:: THE TASK ::
Could you restate exactly the lines that begin at the line with "find | paved path" and end at the final line of the data?

====================

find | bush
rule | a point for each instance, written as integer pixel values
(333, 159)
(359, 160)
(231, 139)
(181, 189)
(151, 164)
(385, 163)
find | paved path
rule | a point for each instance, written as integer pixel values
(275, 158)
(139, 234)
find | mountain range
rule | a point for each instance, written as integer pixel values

====================

:: OUTPUT FOR THIS EXERCISE ::
find | paved path
rule | a point for each instance, written as integer pixel values
(275, 158)
(139, 234)
find | mountain range
rule | a point for each instance, written as integer pixel values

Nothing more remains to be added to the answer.